● Listed entries
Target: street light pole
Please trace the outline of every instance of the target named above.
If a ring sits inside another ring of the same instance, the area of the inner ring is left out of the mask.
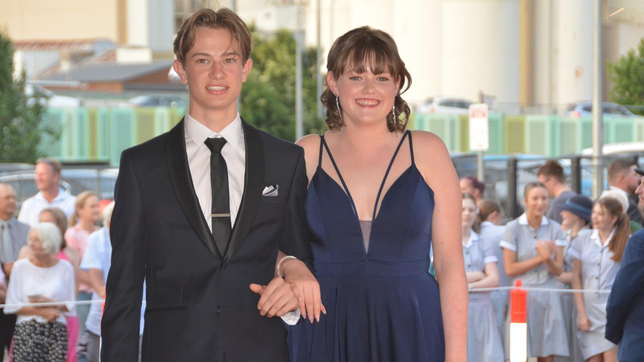
[[[594,36],[592,48],[592,197],[597,198],[603,189],[603,104],[601,82],[601,0],[594,0]]]

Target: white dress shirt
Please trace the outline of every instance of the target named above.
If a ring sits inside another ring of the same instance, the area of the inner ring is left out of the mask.
[[[204,124],[185,114],[185,151],[188,157],[190,175],[194,185],[194,192],[199,199],[199,205],[208,227],[213,230],[210,217],[213,204],[213,191],[210,180],[210,149],[204,141],[209,138],[223,137],[226,144],[222,149],[222,156],[228,169],[228,195],[231,206],[231,227],[234,225],[237,212],[243,195],[244,177],[246,174],[246,144],[244,142],[242,118],[237,113],[235,119],[219,133],[213,132]]]
[[[18,221],[33,226],[38,223],[38,216],[41,211],[48,207],[58,207],[69,218],[74,213],[74,210],[76,209],[75,204],[76,196],[65,193],[62,189],[58,189],[58,195],[52,200],[52,202],[47,201],[41,191],[24,200],[20,208]]]

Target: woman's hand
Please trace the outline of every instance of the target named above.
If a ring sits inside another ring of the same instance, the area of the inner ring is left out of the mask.
[[[554,245],[554,242],[553,243],[553,245]],[[550,256],[553,254],[553,251],[551,249],[549,242],[540,239],[536,241],[536,252],[539,254],[539,258],[540,258],[543,262],[545,262],[548,259],[550,259]]]
[[[40,314],[44,319],[49,321],[55,321],[61,315],[61,312],[58,311],[58,309],[53,307],[44,307],[43,308],[39,308],[40,310]]]
[[[327,310],[322,305],[320,297],[320,285],[307,265],[299,260],[289,260],[294,263],[288,271],[285,272],[284,280],[290,285],[293,292],[299,300],[299,312],[302,318],[313,323],[313,319],[320,321],[320,312],[325,314]],[[301,265],[296,266],[295,262]]]
[[[586,314],[580,314],[577,317],[577,324],[582,332],[588,332],[591,329],[591,321]]]

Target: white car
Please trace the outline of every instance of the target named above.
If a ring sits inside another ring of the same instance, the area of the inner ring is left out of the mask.
[[[419,110],[423,113],[466,115],[472,103],[471,100],[457,97],[435,97],[422,104]]]

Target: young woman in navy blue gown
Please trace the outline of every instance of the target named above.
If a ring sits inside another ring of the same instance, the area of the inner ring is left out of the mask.
[[[292,359],[464,361],[461,195],[445,145],[406,130],[411,77],[386,33],[344,34],[327,69],[329,130],[298,142],[323,312],[292,327]]]

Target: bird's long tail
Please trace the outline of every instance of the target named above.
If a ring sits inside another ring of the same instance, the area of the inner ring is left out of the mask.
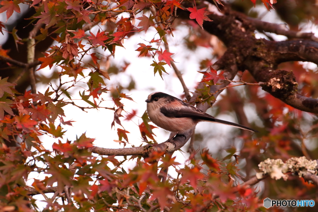
[[[233,127],[238,127],[238,128],[240,128],[241,129],[243,129],[244,130],[249,130],[252,132],[254,132],[255,133],[259,133],[259,131],[254,130],[254,129],[252,129],[252,128],[250,128],[250,127],[245,127],[245,126],[243,126],[243,125],[241,125],[240,124],[236,124],[235,123],[233,123],[233,122],[230,122],[230,121],[225,121],[224,120],[221,120],[220,119],[216,119],[215,118],[207,118],[206,119],[204,119],[205,121],[209,121],[210,122],[212,122],[215,123],[218,123],[219,124],[222,124],[225,125],[229,125],[230,126],[233,126]]]

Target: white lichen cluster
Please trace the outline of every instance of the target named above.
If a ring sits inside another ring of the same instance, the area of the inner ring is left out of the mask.
[[[282,178],[286,180],[288,178],[288,175],[286,174],[287,172],[298,174],[300,177],[308,172],[316,174],[317,165],[317,161],[308,160],[304,156],[290,158],[286,163],[280,159],[268,158],[259,164],[261,172],[257,173],[256,176],[258,179],[261,179],[263,174],[268,174],[273,179]]]

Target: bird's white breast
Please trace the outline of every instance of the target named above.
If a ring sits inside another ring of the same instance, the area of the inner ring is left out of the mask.
[[[197,122],[189,118],[167,117],[160,112],[160,106],[147,104],[147,112],[149,118],[156,125],[166,130],[176,133],[185,133],[193,129]]]

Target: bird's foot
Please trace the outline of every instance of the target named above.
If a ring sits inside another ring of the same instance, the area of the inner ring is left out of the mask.
[[[174,133],[172,135],[170,136],[170,137],[169,138],[169,139],[165,141],[165,142],[169,142],[170,141],[171,141],[173,139],[173,138],[178,134],[178,132],[176,132],[176,133]]]
[[[171,141],[174,138],[175,138],[175,136],[176,137],[177,136],[182,136],[184,137],[184,139],[186,139],[187,138],[185,137],[185,136],[183,134],[178,134],[179,133],[179,132],[176,132],[173,133],[173,134],[169,138],[169,139],[166,140],[165,142],[169,142]]]

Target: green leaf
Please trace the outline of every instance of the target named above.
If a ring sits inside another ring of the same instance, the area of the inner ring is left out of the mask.
[[[8,78],[6,77],[1,79],[1,77],[0,77],[0,97],[3,96],[5,92],[11,95],[14,95],[10,87],[14,86],[14,84],[8,82],[7,80]]]
[[[94,108],[97,108],[97,106],[94,105],[93,103],[88,100],[89,96],[88,95],[84,95],[84,91],[83,92],[83,93],[81,94],[80,93],[80,92],[79,92],[79,93],[80,93],[80,96],[82,98],[82,100],[84,100],[85,102],[92,106]]]
[[[13,101],[7,99],[6,95],[0,98],[0,119],[2,119],[4,116],[4,111],[11,115],[14,115],[12,109],[9,106],[9,105],[12,105],[14,103]]]
[[[161,77],[161,79],[163,80],[163,78],[162,78],[162,72],[163,72],[165,73],[168,73],[166,72],[164,68],[163,65],[165,65],[167,64],[164,62],[159,62],[158,63],[154,60],[152,61],[154,63],[150,65],[152,66],[154,66],[154,73],[156,75],[156,73],[158,72],[159,73],[159,75]]]

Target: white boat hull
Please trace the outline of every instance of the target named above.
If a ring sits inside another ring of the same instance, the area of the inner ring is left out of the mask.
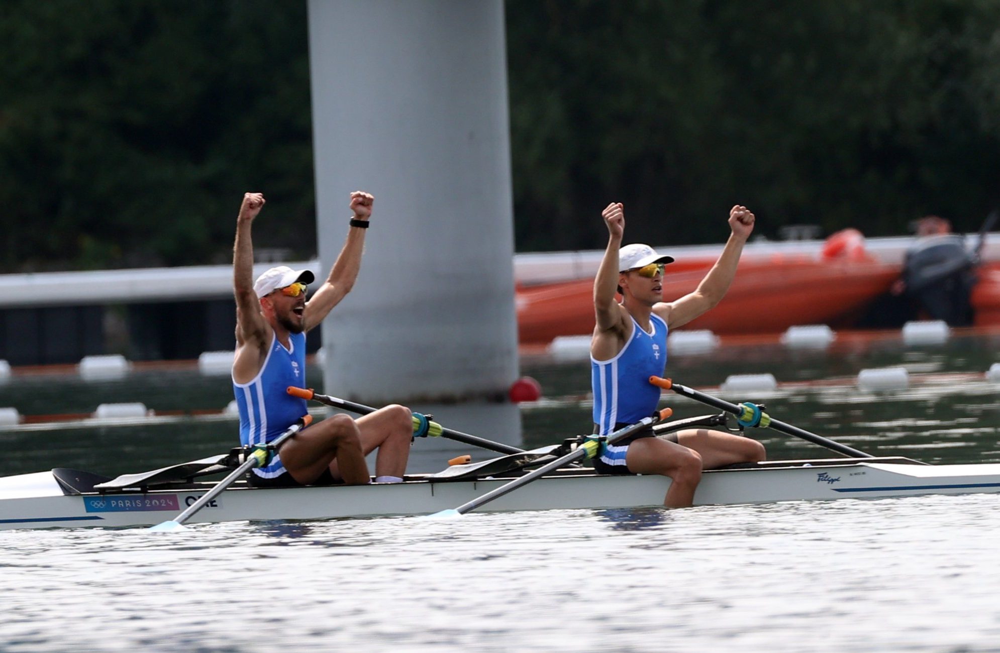
[[[695,504],[1000,492],[1000,464],[814,461],[774,465],[706,472]],[[509,480],[414,480],[282,489],[236,486],[195,514],[190,523],[429,514],[454,508]],[[660,506],[669,485],[670,480],[661,476],[563,473],[541,478],[480,511]],[[0,479],[0,529],[153,525],[176,517],[210,488],[210,483],[203,483],[181,490],[67,495],[50,472],[7,477]]]

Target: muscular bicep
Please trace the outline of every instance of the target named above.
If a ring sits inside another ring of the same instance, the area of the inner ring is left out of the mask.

● Required work
Change every "outline" in all of the rows above to "boundary" and give the rows again with nothing else altered. Leave the pictures out of your answer.

● Finished answer
Target: street light pole
Please trace the boundary of every instance of the target named above.
If a ring sits inside another ring of the same instance, the area of the inner ring is left out of the mask.
[[[594,36],[592,48],[592,197],[597,198],[603,189],[603,104],[601,82],[601,0],[594,0]]]

Target: white dress shirt
Please trace the boundary of every instance of the target named above.
If a ring sits inside another ring of the same instance, the area of the inner ring is left out of the mask.
[[[204,124],[185,114],[185,151],[188,157],[190,175],[194,185],[194,192],[199,199],[199,205],[208,227],[213,230],[210,217],[213,204],[213,191],[210,180],[210,149],[204,141],[209,138],[223,137],[226,144],[222,149],[222,156],[228,169],[228,195],[231,206],[231,227],[234,225],[237,212],[243,195],[244,177],[246,174],[246,144],[244,142],[242,118],[237,113],[235,119],[219,133],[213,132]]]
[[[18,221],[33,226],[38,223],[38,216],[41,211],[48,207],[58,207],[69,218],[74,213],[74,210],[76,209],[75,204],[76,196],[65,193],[62,189],[58,189],[58,195],[52,200],[52,202],[47,201],[41,191],[24,200],[20,208]]]

Target: woman's hand
Please trace the boundary of every instance of the target named above.
If a ring sits inside another ring of the same instance, the area of the inner ring is left out of the mask.
[[[554,245],[554,242],[553,243],[553,245]],[[550,256],[553,254],[553,251],[551,249],[549,242],[540,239],[536,241],[536,252],[539,254],[539,258],[540,258],[543,262],[545,262],[548,259],[550,259]]]
[[[40,314],[44,319],[49,321],[55,321],[61,315],[61,312],[58,311],[58,309],[53,307],[44,307],[43,308],[39,308],[40,310]]]
[[[327,310],[322,305],[320,297],[320,285],[307,265],[299,260],[289,260],[294,263],[288,271],[285,272],[284,280],[290,285],[293,292],[299,300],[299,312],[302,318],[313,323],[313,319],[320,321],[320,312],[325,314]],[[301,265],[296,266],[295,262]]]
[[[586,314],[580,314],[577,317],[577,324],[582,332],[588,332],[591,329],[591,321]]]

Target: white car
Please trace the boundary of every instance of the target named above.
If a ring sits inside another ring of the same instance, the area of the inner ring is left out of the mask.
[[[419,110],[423,113],[466,115],[472,103],[471,100],[457,97],[435,97],[422,104]]]

Target: young woman in navy blue gown
Please trace the boundary of every instance of the target named above.
If a ring sits inside another ring of the same instance, the area of the inner ring is left out of the mask.
[[[292,359],[464,361],[461,195],[445,145],[406,130],[411,77],[386,33],[344,34],[327,69],[329,130],[298,142],[323,312],[292,327]]]

Target: bird's long tail
Please trace the boundary of every instance of the target named above.
If a ring sits inside another ring of the same instance, the area of the inner ring is left out of the mask.
[[[233,127],[238,127],[238,128],[240,128],[241,129],[243,129],[244,130],[249,130],[252,132],[254,132],[255,133],[259,133],[259,131],[254,130],[254,129],[252,129],[252,128],[250,128],[250,127],[245,127],[245,126],[243,126],[243,125],[241,125],[240,124],[236,124],[235,123],[233,123],[233,122],[230,122],[230,121],[225,121],[224,120],[221,120],[220,119],[216,119],[215,118],[207,118],[206,119],[204,119],[205,121],[209,121],[210,122],[212,122],[215,123],[218,123],[219,124],[222,124],[225,125],[229,125],[230,126],[233,126]]]

Target: white lichen cluster
Please trace the boundary of every instance of the target named above.
If a ring sits inside another ring of the same instance, the area of the inner ring is left out of the mask.
[[[282,178],[286,180],[288,178],[288,175],[286,174],[287,172],[298,174],[300,177],[308,172],[316,174],[317,165],[317,161],[308,160],[304,156],[290,158],[286,163],[280,159],[268,158],[259,164],[261,172],[257,173],[256,176],[258,179],[261,179],[263,174],[268,174],[273,179]]]

Target: bird's white breast
Please trace the boundary of every instance of the target named above.
If a ring sits inside another ring of the same instance, the area of the inner ring is left out of the mask.
[[[197,122],[189,118],[167,117],[160,112],[160,106],[147,104],[147,112],[149,118],[156,125],[166,130],[176,133],[185,133],[193,129]]]

Target: bird's foot
Please trace the boundary of every instance of the target named above.
If a ring sits inside another ring of the same instance, the area of the inner ring is left out of the mask.
[[[174,133],[172,135],[170,136],[170,137],[169,138],[169,139],[165,141],[165,142],[169,142],[170,141],[171,141],[173,139],[173,138],[178,134],[178,132],[176,132],[176,133]]]
[[[171,141],[174,138],[175,138],[175,136],[176,137],[177,136],[182,136],[184,137],[184,139],[186,139],[187,138],[185,137],[185,136],[183,134],[178,134],[179,133],[179,132],[176,132],[173,133],[173,134],[169,138],[169,139],[166,140],[165,142],[169,142]]]

Target: green leaf
Please trace the boundary of every instance of the target named above.
If a ring sits inside another ring of the same instance, the area of the inner ring is left out of the mask.
[[[8,78],[6,77],[1,79],[1,77],[0,77],[0,97],[3,96],[5,92],[11,95],[14,95],[10,87],[14,86],[14,84],[8,82],[7,80]]]
[[[94,108],[97,108],[97,106],[94,105],[93,103],[88,100],[89,96],[88,95],[84,95],[84,91],[83,92],[83,93],[81,94],[80,93],[80,92],[79,92],[79,93],[80,93],[80,96],[82,98],[82,100],[84,100],[85,102],[92,106]]]
[[[13,101],[7,99],[6,95],[0,98],[0,119],[2,119],[4,116],[4,111],[11,115],[14,115],[12,109],[9,106],[9,105],[12,105],[14,103]]]
[[[161,77],[161,79],[163,80],[163,78],[162,78],[162,72],[163,72],[165,73],[168,73],[166,72],[164,68],[163,65],[165,65],[167,64],[164,62],[159,62],[158,63],[154,60],[152,61],[154,63],[150,65],[152,66],[154,66],[154,73],[156,75],[156,73],[158,72],[159,73],[159,75]]]

Target: white boat hull
Please trace the boundary of every instance of the target named above.
If a ring sits inside another ring of the same instance, the area of the inner ring is left out of the mask.
[[[695,504],[1000,492],[1000,464],[814,461],[774,465],[706,472]],[[509,480],[414,480],[282,489],[236,486],[195,514],[190,523],[429,514],[454,508]],[[660,506],[669,485],[670,480],[661,476],[563,473],[541,478],[480,511]],[[0,479],[0,529],[153,525],[176,517],[210,488],[210,483],[203,483],[181,490],[67,495],[50,472],[7,477]]]

Target: muscular bicep
Please trace the boundary of every instance of the target named above.
If a ring sits inside another ring of the same instance, the area of the inner ring is left out of the mask.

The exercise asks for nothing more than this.